* [Problem requirements]:
Can you reproduce the stretch of the listing from the line that contains "Where can you spot the water reflection" through the line that contains "column 576, row 284", substituting "Place" for every "Drop" and keeping everything else unchanged?

* [Dataset]:

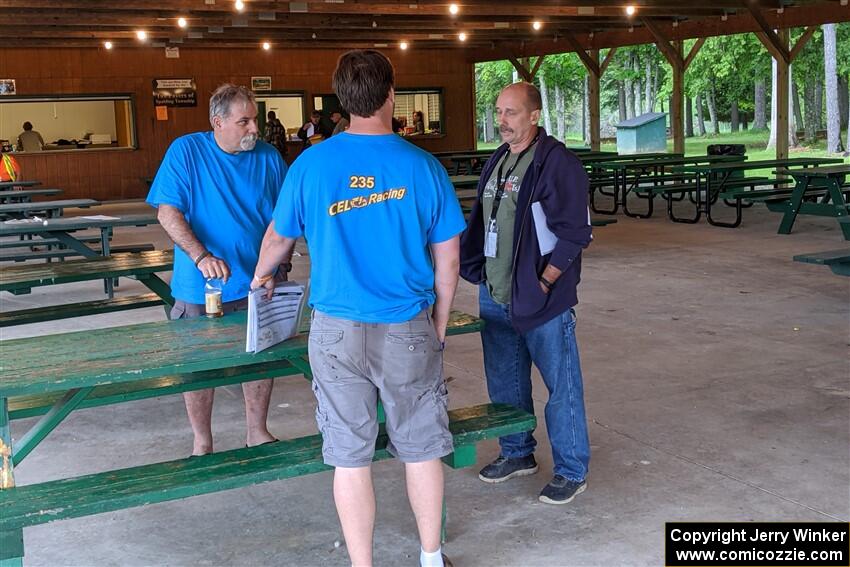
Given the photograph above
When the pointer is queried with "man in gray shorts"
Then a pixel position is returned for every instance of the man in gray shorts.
(214, 193)
(382, 224)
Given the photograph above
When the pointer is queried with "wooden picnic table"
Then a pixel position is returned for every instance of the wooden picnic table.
(10, 184)
(143, 266)
(53, 375)
(51, 209)
(713, 178)
(25, 195)
(652, 170)
(831, 179)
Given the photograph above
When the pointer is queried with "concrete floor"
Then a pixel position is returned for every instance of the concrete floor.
(717, 387)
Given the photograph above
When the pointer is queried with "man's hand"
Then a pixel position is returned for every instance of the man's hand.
(213, 267)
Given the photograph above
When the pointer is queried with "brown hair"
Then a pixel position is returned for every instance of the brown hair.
(362, 81)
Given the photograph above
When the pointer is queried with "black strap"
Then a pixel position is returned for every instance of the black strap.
(500, 183)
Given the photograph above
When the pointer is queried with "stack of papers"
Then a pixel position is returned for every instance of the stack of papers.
(274, 320)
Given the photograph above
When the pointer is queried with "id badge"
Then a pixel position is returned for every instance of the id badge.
(490, 243)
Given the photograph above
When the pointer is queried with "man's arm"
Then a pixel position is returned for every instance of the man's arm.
(174, 223)
(446, 265)
(274, 251)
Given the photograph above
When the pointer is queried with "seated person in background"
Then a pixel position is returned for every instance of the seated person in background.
(275, 132)
(341, 123)
(312, 128)
(418, 122)
(30, 140)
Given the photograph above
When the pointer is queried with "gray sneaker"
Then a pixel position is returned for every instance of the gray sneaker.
(505, 468)
(561, 491)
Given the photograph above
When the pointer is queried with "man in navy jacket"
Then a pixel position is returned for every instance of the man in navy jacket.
(523, 247)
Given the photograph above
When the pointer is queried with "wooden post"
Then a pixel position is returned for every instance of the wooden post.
(593, 102)
(782, 98)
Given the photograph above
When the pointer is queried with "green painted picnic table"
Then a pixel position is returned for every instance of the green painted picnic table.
(653, 170)
(25, 195)
(92, 368)
(713, 178)
(10, 184)
(829, 178)
(51, 209)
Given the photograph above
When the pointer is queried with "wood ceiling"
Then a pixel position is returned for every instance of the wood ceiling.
(488, 24)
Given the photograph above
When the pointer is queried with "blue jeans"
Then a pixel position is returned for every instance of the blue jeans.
(553, 349)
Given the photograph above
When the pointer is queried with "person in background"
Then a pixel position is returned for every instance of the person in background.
(30, 140)
(418, 122)
(275, 133)
(215, 193)
(379, 318)
(340, 122)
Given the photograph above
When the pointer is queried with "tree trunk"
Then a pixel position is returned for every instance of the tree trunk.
(810, 124)
(759, 118)
(560, 119)
(544, 99)
(712, 109)
(818, 103)
(621, 100)
(700, 120)
(771, 143)
(793, 141)
(734, 116)
(833, 120)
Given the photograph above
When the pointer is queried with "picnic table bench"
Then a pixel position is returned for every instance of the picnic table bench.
(55, 374)
(142, 266)
(837, 260)
(830, 181)
(25, 195)
(50, 209)
(716, 179)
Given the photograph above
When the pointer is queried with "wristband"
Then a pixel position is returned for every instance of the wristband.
(202, 256)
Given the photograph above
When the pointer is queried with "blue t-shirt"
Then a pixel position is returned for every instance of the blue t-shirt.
(369, 207)
(227, 199)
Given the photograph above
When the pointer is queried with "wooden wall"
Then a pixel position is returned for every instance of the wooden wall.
(119, 174)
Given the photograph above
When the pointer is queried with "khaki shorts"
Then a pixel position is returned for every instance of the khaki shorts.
(183, 310)
(356, 364)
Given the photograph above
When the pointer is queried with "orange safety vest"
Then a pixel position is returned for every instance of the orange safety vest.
(9, 169)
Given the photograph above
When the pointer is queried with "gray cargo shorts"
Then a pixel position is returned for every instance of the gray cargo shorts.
(183, 310)
(356, 364)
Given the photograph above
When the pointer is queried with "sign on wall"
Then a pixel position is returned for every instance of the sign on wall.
(174, 92)
(261, 83)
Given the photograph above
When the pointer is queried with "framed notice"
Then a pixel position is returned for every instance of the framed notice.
(174, 92)
(261, 83)
(7, 86)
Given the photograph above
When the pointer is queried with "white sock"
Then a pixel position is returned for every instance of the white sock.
(434, 559)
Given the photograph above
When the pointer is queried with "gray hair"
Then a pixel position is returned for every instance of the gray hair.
(224, 96)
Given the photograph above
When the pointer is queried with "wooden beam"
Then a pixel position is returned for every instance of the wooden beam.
(673, 56)
(593, 101)
(608, 57)
(768, 35)
(536, 67)
(801, 43)
(693, 53)
(591, 65)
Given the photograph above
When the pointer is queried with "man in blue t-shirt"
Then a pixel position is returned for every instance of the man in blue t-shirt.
(215, 193)
(382, 224)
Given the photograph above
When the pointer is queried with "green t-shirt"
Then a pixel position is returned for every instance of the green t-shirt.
(498, 269)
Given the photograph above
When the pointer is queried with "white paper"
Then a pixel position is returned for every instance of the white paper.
(546, 239)
(271, 321)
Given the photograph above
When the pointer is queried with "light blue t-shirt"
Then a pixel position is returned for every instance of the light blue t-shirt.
(227, 199)
(369, 207)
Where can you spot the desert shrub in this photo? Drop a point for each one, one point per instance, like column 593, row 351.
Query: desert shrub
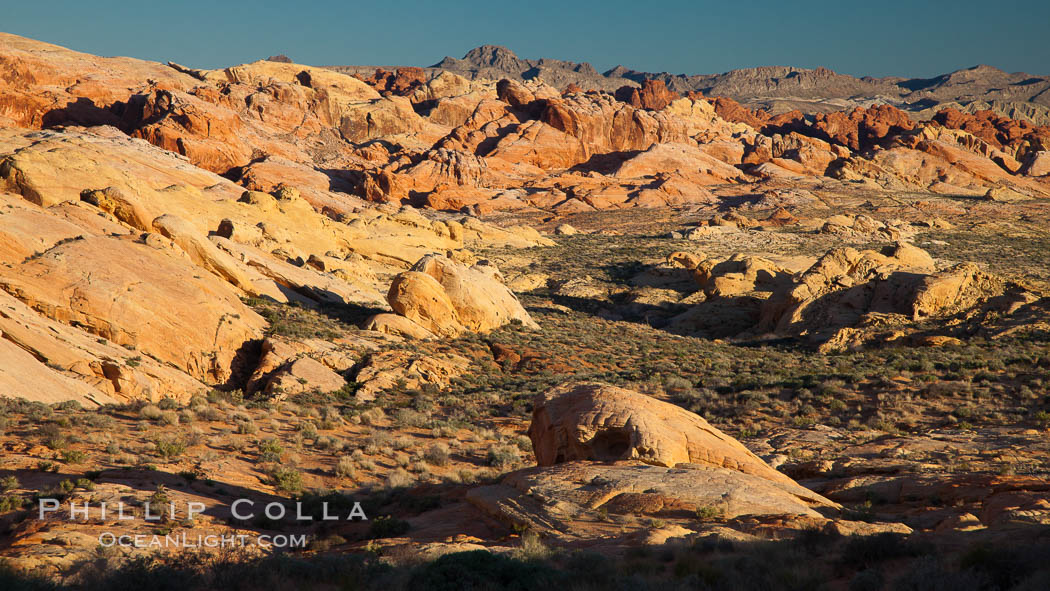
column 150, row 412
column 481, row 569
column 503, row 456
column 399, row 479
column 345, row 467
column 287, row 479
column 74, row 457
column 929, row 574
column 437, row 455
column 386, row 526
column 270, row 449
column 54, row 436
column 8, row 483
column 169, row 447
column 410, row 418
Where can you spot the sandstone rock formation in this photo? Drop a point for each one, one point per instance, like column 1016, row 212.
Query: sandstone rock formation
column 446, row 297
column 600, row 447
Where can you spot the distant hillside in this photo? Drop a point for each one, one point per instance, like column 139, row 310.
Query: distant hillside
column 778, row 88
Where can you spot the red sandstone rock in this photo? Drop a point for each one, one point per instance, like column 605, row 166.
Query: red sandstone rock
column 402, row 82
column 653, row 96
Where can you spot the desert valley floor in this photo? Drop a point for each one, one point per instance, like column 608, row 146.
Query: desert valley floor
column 596, row 337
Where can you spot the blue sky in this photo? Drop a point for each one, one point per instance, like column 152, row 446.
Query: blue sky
column 879, row 38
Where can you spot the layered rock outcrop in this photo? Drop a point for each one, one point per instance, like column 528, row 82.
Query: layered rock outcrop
column 604, row 448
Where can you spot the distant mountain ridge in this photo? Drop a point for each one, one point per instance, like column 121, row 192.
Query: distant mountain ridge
column 778, row 88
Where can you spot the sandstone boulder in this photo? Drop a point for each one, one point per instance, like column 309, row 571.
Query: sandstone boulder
column 447, row 297
column 603, row 423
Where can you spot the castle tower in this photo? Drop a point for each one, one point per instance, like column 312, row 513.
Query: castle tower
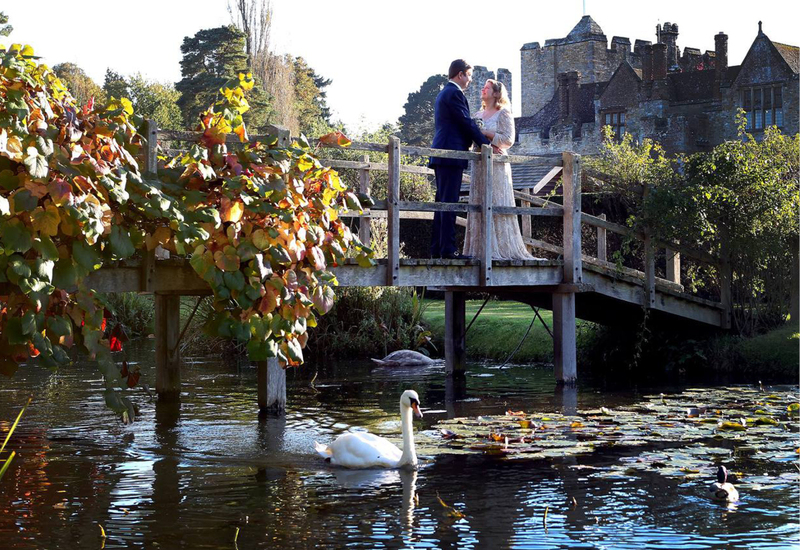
column 584, row 50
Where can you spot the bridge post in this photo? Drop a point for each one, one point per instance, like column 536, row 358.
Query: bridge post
column 564, row 341
column 364, row 223
column 393, row 213
column 167, row 331
column 455, row 351
column 602, row 247
column 487, row 225
column 271, row 387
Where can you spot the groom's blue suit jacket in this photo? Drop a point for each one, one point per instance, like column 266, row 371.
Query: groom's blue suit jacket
column 455, row 129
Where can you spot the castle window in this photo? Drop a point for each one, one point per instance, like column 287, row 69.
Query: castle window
column 617, row 122
column 763, row 107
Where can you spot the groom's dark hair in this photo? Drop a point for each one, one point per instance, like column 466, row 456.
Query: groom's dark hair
column 458, row 66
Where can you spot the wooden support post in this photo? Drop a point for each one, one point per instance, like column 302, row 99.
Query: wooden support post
column 271, row 386
column 393, row 213
column 602, row 247
column 150, row 156
column 487, row 225
column 364, row 224
column 454, row 328
column 565, row 361
column 167, row 330
column 794, row 291
column 527, row 221
column 649, row 263
column 725, row 280
column 673, row 266
column 571, row 178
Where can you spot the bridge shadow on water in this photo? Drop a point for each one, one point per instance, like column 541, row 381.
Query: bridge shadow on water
column 189, row 474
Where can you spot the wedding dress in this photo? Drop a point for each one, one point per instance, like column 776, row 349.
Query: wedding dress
column 507, row 241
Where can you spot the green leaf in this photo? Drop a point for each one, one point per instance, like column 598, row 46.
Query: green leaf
column 121, row 244
column 65, row 274
column 9, row 180
column 36, row 164
column 16, row 236
column 234, row 280
column 85, row 256
column 24, row 201
column 280, row 255
column 45, row 247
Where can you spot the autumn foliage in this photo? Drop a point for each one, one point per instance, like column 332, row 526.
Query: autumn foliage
column 259, row 222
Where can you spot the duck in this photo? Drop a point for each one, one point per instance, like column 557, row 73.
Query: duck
column 360, row 450
column 722, row 491
column 404, row 358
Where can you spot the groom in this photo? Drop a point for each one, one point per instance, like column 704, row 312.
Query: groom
column 456, row 130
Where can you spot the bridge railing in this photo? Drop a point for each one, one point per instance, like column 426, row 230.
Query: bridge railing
column 569, row 164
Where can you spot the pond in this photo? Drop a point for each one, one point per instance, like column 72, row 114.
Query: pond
column 209, row 473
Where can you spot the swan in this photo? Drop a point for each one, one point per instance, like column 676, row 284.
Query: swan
column 722, row 491
column 365, row 450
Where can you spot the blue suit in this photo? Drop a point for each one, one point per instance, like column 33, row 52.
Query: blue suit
column 455, row 130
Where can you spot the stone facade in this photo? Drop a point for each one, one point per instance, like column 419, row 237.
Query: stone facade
column 479, row 76
column 686, row 100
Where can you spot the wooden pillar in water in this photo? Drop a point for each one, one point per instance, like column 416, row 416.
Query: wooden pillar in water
column 271, row 386
column 564, row 342
column 167, row 330
column 454, row 339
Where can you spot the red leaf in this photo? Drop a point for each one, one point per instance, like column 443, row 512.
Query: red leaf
column 115, row 344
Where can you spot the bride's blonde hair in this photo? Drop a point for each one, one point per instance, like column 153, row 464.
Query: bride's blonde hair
column 500, row 95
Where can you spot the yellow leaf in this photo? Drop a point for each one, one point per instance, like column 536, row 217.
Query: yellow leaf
column 231, row 211
column 46, row 221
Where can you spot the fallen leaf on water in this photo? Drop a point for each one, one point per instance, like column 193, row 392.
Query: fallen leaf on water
column 449, row 510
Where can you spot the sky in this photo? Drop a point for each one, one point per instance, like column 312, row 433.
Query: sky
column 376, row 52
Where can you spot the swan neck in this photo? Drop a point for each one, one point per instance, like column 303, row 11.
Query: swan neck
column 409, row 455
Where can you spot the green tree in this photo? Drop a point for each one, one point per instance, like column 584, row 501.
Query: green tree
column 5, row 29
column 310, row 98
column 738, row 201
column 82, row 87
column 115, row 85
column 210, row 58
column 417, row 119
column 156, row 101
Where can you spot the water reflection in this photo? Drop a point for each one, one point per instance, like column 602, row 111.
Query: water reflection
column 189, row 474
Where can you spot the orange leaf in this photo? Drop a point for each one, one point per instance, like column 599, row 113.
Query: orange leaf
column 230, row 211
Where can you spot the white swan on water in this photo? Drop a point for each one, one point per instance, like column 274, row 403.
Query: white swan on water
column 366, row 450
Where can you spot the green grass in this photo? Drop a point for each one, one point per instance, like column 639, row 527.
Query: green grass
column 498, row 330
column 776, row 352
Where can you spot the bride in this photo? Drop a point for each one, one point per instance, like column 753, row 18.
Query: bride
column 498, row 126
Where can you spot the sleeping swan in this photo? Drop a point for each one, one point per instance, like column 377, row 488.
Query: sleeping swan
column 365, row 450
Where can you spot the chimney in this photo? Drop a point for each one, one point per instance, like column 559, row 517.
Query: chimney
column 720, row 62
column 573, row 80
column 659, row 61
column 647, row 63
column 669, row 36
column 563, row 98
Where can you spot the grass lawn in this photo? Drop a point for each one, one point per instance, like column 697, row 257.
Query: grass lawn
column 498, row 330
column 776, row 352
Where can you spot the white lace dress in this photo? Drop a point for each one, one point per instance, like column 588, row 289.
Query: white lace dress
column 507, row 241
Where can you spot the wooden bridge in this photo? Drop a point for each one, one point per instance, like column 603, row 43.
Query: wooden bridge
column 576, row 284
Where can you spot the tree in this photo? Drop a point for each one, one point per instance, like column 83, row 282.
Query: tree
column 312, row 111
column 115, row 85
column 82, row 87
column 417, row 120
column 210, row 58
column 5, row 30
column 156, row 101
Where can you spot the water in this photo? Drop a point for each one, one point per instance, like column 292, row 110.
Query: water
column 189, row 476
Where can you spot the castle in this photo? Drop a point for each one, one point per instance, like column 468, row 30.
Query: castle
column 686, row 100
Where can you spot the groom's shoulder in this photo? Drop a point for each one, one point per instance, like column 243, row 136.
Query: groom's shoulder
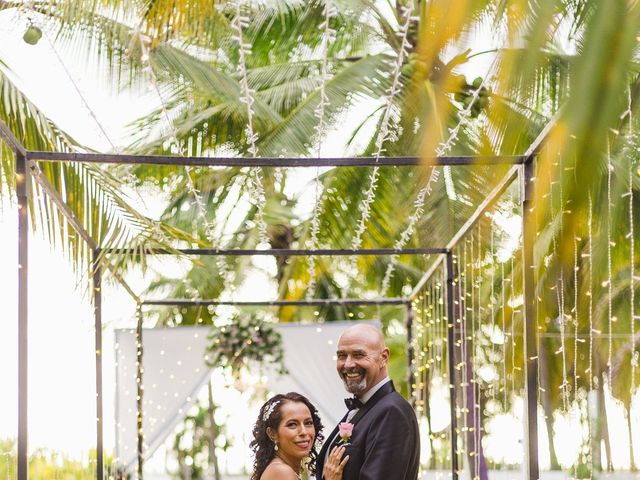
column 395, row 401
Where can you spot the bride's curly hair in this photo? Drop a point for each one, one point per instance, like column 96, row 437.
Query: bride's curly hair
column 270, row 416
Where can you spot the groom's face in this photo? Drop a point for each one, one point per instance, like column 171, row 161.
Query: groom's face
column 361, row 362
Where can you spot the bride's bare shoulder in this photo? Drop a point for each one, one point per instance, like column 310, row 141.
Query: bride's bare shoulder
column 278, row 471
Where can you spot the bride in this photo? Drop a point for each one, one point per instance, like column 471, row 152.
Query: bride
column 284, row 435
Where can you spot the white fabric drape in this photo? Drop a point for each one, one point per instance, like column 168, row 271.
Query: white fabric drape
column 175, row 371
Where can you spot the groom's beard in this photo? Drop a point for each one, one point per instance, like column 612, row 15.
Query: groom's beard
column 353, row 385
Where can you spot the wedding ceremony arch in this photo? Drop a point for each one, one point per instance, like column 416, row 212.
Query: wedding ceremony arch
column 521, row 170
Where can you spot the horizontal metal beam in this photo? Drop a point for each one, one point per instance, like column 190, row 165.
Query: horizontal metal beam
column 284, row 252
column 272, row 162
column 488, row 202
column 14, row 144
column 183, row 302
column 425, row 278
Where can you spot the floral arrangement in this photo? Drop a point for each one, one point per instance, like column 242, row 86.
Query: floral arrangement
column 246, row 339
column 345, row 430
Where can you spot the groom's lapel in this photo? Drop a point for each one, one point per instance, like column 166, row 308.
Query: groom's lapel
column 328, row 441
column 386, row 389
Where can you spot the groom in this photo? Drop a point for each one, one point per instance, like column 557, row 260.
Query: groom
column 384, row 443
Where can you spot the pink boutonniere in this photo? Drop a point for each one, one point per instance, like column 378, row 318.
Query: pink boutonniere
column 345, row 430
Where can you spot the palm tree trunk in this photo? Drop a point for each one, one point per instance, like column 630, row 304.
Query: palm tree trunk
column 594, row 429
column 474, row 434
column 632, row 460
column 213, row 434
column 548, row 409
column 604, row 424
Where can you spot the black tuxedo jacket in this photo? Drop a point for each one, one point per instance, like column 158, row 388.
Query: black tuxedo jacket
column 385, row 444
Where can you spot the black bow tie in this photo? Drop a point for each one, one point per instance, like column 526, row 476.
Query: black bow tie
column 353, row 403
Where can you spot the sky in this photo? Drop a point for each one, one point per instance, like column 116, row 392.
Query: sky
column 61, row 360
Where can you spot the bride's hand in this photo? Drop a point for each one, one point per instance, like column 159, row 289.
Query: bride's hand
column 335, row 464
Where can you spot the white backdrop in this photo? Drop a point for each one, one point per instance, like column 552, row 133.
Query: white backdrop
column 175, row 371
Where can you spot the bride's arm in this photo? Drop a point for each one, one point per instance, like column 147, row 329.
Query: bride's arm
column 335, row 464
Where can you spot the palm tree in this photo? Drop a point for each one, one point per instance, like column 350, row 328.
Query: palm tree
column 568, row 60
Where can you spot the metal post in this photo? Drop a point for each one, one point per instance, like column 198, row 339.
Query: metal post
column 97, row 314
column 411, row 372
column 22, row 188
column 530, row 330
column 451, row 361
column 140, row 392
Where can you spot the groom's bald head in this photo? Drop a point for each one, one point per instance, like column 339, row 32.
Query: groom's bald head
column 361, row 358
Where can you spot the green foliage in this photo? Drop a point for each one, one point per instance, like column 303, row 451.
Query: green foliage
column 247, row 339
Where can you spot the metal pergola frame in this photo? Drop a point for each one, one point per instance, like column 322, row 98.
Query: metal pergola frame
column 521, row 168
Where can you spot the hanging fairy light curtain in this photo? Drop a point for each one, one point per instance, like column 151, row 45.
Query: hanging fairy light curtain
column 328, row 37
column 256, row 188
column 387, row 124
column 431, row 388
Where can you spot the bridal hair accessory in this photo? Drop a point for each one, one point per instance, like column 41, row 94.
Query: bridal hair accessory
column 345, row 430
column 269, row 410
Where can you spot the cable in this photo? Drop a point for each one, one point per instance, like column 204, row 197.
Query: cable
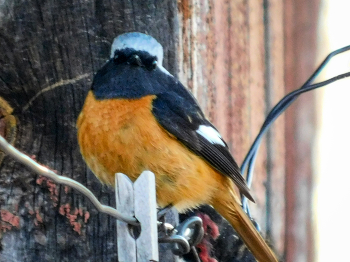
column 277, row 110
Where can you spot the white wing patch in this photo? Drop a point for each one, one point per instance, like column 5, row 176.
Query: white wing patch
column 210, row 134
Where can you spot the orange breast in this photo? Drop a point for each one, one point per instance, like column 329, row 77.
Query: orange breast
column 122, row 135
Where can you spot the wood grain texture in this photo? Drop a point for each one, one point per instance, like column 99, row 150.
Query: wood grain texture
column 301, row 39
column 234, row 55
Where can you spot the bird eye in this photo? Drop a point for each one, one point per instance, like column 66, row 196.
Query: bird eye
column 154, row 64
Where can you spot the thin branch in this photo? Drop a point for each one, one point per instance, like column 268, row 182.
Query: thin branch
column 41, row 170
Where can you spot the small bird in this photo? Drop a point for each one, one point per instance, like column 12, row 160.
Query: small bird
column 137, row 117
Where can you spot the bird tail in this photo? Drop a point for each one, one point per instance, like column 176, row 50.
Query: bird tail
column 227, row 204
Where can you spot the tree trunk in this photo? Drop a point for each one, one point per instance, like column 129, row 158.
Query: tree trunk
column 229, row 53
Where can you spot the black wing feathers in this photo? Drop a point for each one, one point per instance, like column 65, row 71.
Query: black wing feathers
column 180, row 115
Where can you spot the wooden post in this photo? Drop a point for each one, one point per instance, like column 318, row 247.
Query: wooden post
column 139, row 200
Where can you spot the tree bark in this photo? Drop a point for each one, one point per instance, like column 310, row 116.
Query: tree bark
column 230, row 54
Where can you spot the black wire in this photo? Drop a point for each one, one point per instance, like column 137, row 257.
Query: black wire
column 277, row 110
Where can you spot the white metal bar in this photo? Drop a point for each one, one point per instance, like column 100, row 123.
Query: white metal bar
column 124, row 194
column 146, row 213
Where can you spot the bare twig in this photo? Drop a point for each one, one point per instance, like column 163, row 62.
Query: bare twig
column 41, row 170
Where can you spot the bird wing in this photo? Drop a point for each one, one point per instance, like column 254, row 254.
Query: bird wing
column 179, row 114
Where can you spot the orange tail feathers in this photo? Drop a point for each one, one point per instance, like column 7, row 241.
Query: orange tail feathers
column 227, row 204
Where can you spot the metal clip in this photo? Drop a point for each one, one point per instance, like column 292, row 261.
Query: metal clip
column 188, row 234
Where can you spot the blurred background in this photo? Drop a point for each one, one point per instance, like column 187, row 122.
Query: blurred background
column 332, row 176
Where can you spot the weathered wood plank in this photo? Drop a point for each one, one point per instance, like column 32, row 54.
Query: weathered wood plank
column 124, row 198
column 146, row 213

* [Response to this task]:
Where can you spot the water reflection in this photo? Place a point for each one, one point per instance, like column 602, row 111.
Query: water reflection
column 189, row 474
Where can you spot the orange leaf in this photo? Place a point for each one, one point per instance, like column 599, row 113.
Query: orange leaf
column 230, row 211
Where can you spot the white swan on water in this photo? Place a point for each one, one point per instance, like column 274, row 403.
Query: white swan on water
column 366, row 450
Where can you spot the green grass in this photo? Place a point for each one, one point per instance, like column 639, row 527.
Query: green grass
column 498, row 330
column 776, row 352
Where can you spot the bride in this photo? Place a point for each one, one point per instance, like column 753, row 18.
Query: bride
column 498, row 126
Where can you spot the sleeping swan in this photo? Place a point for each one, one point per instance, like column 377, row 488.
Query: sleeping swan
column 365, row 450
Where can you spot the chimney in this photo? Place a point for each one, one point per instance, like column 559, row 517.
Query: chimney
column 720, row 62
column 573, row 80
column 659, row 61
column 647, row 63
column 669, row 36
column 563, row 98
Where can you spot the grass lawn in this photo? Place a point for each one, one point per instance, like column 697, row 257.
Query: grass lawn
column 498, row 330
column 776, row 352
Where can you spot the white lace dress in this photo? Place a point for each one, one point per instance, like column 588, row 289.
Query: white lace dress
column 507, row 241
Where can you spot the wooden bridge in this photo? Place a point for each one, one point per instance, like column 603, row 43.
Query: wooden bridge
column 576, row 284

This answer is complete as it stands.